GIVEN INFORMATION:
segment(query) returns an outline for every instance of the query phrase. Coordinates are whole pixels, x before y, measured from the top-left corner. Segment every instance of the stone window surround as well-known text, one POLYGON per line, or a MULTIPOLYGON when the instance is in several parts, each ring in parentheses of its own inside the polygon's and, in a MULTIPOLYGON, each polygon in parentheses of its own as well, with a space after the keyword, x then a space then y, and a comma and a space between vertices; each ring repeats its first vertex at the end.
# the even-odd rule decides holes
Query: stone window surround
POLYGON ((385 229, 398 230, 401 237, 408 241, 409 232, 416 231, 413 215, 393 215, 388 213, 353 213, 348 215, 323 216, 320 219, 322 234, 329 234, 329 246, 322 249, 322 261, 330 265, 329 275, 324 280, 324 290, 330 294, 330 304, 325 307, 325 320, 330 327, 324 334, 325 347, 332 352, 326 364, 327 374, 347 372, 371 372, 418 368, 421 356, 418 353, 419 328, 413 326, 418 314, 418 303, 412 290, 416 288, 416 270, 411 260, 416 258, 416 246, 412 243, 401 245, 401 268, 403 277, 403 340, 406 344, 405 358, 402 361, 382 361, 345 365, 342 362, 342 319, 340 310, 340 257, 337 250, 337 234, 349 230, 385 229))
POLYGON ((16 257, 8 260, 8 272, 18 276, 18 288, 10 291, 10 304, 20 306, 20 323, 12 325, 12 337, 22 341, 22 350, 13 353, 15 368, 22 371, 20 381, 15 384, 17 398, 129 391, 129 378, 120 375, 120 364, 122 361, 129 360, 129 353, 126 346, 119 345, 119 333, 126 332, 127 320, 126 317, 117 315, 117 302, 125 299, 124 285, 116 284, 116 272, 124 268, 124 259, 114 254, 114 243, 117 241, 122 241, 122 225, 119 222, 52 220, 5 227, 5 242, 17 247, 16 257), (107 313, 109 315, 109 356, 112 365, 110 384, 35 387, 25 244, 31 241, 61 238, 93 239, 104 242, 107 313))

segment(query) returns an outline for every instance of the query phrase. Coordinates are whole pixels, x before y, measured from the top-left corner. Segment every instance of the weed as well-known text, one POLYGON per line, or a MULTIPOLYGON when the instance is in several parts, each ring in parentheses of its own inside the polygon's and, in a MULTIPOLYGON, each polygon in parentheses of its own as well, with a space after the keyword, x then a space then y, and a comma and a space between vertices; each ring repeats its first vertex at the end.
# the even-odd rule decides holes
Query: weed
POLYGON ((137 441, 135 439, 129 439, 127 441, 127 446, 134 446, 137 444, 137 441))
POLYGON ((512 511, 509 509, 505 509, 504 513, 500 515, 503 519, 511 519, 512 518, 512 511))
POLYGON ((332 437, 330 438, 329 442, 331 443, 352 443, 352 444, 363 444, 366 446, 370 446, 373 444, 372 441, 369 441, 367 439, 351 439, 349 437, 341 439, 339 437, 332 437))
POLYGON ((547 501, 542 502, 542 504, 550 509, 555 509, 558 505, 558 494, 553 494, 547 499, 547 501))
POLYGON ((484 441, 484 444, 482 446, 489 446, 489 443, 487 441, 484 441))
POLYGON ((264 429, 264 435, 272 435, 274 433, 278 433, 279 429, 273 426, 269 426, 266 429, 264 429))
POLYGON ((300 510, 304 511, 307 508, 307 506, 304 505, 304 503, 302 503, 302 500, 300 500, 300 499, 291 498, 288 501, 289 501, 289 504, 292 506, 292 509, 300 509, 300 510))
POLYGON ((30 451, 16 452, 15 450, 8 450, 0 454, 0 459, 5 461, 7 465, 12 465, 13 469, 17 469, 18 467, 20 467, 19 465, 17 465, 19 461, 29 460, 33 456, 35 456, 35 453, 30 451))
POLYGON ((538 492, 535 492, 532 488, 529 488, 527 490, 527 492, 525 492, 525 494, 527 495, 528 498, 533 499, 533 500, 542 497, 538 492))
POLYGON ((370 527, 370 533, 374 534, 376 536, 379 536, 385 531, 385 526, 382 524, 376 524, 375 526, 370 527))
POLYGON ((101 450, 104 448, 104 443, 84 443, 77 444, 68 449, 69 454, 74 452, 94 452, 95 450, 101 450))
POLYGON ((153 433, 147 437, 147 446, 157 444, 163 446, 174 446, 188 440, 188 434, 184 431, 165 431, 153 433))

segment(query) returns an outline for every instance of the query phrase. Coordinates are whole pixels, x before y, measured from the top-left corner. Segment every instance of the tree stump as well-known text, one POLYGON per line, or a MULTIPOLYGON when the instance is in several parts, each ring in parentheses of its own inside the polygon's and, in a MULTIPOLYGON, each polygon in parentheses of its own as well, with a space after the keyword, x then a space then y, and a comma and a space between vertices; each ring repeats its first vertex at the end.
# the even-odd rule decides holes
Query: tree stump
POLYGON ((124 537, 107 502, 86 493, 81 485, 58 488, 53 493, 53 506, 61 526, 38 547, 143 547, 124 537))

TASK PROMPT: When you write the entries out again, keep every word and mark exactly as it is.

EXERCISE RESULT:
segment(query) returns an outline for every instance of the query phrase. Coordinates are whole pixels, x before y, measured from the top-left corner. Segment every instance of the stone window surround as well-known text, one POLYGON per line, or a MULTIPOLYGON when the instance is in several parts, each ring in parentheses of its own inside the polygon's and, in a MULTIPOLYGON, each polygon in parentheses of its own as well, with a space after the keyword, x then a space then y, and a comma and a space between vertices; each ring repeats its first vertex at the end.
# the even-odd rule decides holes
Query: stone window surround
POLYGON ((385 229, 398 230, 401 237, 408 241, 409 232, 416 231, 413 215, 393 215, 388 213, 353 213, 348 215, 323 216, 320 219, 322 234, 329 234, 329 246, 322 249, 322 261, 330 265, 329 275, 324 280, 324 290, 330 294, 330 304, 325 307, 325 320, 330 327, 324 334, 325 347, 332 352, 326 364, 327 374, 347 372, 371 372, 418 368, 421 356, 418 353, 419 328, 413 326, 418 314, 418 303, 412 290, 416 288, 416 270, 411 260, 416 258, 416 246, 412 243, 401 245, 401 268, 403 277, 403 340, 406 344, 405 358, 402 361, 382 361, 345 365, 342 362, 342 319, 340 310, 340 257, 337 250, 337 234, 349 230, 385 229))
POLYGON ((16 257, 8 260, 8 272, 18 276, 18 288, 10 291, 10 304, 20 306, 20 323, 12 325, 12 337, 22 341, 22 350, 13 353, 15 368, 22 371, 20 381, 15 384, 17 398, 129 391, 129 378, 120 375, 120 364, 122 361, 129 360, 129 353, 126 346, 119 345, 119 333, 126 332, 127 320, 126 317, 117 315, 117 302, 125 299, 124 285, 116 284, 116 272, 124 268, 124 259, 114 254, 114 243, 117 241, 122 241, 122 225, 119 222, 52 220, 5 227, 5 242, 17 247, 16 257), (107 313, 109 315, 109 356, 112 365, 110 384, 35 387, 25 244, 31 241, 61 238, 93 239, 104 242, 107 313))

segment(query) returns an outline for every instance of the query phrase. Coordinates are whole pixels, x before y, measured from the top-left corner. Segment every instance of the weed as well-known text, one POLYGON per line, or a MULTIPOLYGON when the instance is in several parts, each ring in parentheses of its own inside the polygon's and, in a MULTIPOLYGON, each polygon in parentheses of its own as well, with a space after the keyword, x then a space then y, and a comma and a space between vertices; each ring repeats its first vertex at the end.
# the even-odd rule decides holes
Query: weed
POLYGON ((137 441, 135 439, 129 439, 127 441, 127 446, 134 446, 137 444, 137 441))
POLYGON ((512 511, 509 509, 505 509, 504 513, 500 515, 503 519, 511 519, 512 518, 512 511))
POLYGON ((332 437, 330 438, 329 442, 331 443, 352 443, 352 444, 363 444, 366 446, 370 446, 373 444, 372 441, 369 441, 367 439, 351 439, 349 437, 341 439, 339 437, 332 437))
POLYGON ((547 501, 542 502, 542 504, 550 509, 555 509, 558 505, 558 494, 553 494, 547 499, 547 501))
POLYGON ((484 441, 484 444, 482 446, 489 446, 489 443, 487 441, 484 441))
POLYGON ((264 429, 264 435, 272 435, 274 433, 278 433, 279 429, 273 426, 269 426, 266 429, 264 429))
POLYGON ((300 510, 304 511, 307 508, 307 506, 304 505, 304 503, 302 503, 302 500, 300 500, 300 499, 291 498, 288 501, 289 501, 289 504, 292 506, 292 509, 300 509, 300 510))
POLYGON ((30 451, 16 452, 15 450, 8 450, 0 454, 0 459, 5 461, 7 465, 12 465, 13 469, 17 469, 18 467, 20 467, 19 465, 17 465, 19 461, 29 460, 33 456, 35 456, 35 453, 30 451))
POLYGON ((538 492, 535 492, 532 488, 529 488, 527 490, 527 492, 525 492, 525 494, 527 495, 528 498, 533 499, 533 500, 542 497, 538 492))
POLYGON ((370 527, 370 533, 374 534, 376 536, 379 536, 385 531, 385 526, 382 524, 376 524, 375 526, 370 527))
POLYGON ((101 450, 104 448, 104 443, 84 443, 77 444, 68 449, 69 454, 74 452, 94 452, 95 450, 101 450))
POLYGON ((153 433, 147 437, 147 446, 157 444, 163 446, 174 446, 188 440, 188 434, 184 431, 165 431, 153 433))

segment(query) returns an outline for every instance of the query phrase. Coordinates are whole pixels, x before y, measured from the top-left corner. Segment every instance of the tree stump as well-known text, one POLYGON per line, or a MULTIPOLYGON when the instance is in several parts, each ring in parentheses of its own inside the polygon's and, in a MULTIPOLYGON, each polygon in parentheses of its own as well, with a space after the keyword, x then a space then y, and a comma and a space between vertices; each ring repeats its first vertex at the end.
# the even-odd rule decides holes
Query: tree stump
POLYGON ((124 537, 107 502, 86 493, 81 485, 58 488, 53 493, 53 506, 61 526, 38 547, 143 547, 124 537))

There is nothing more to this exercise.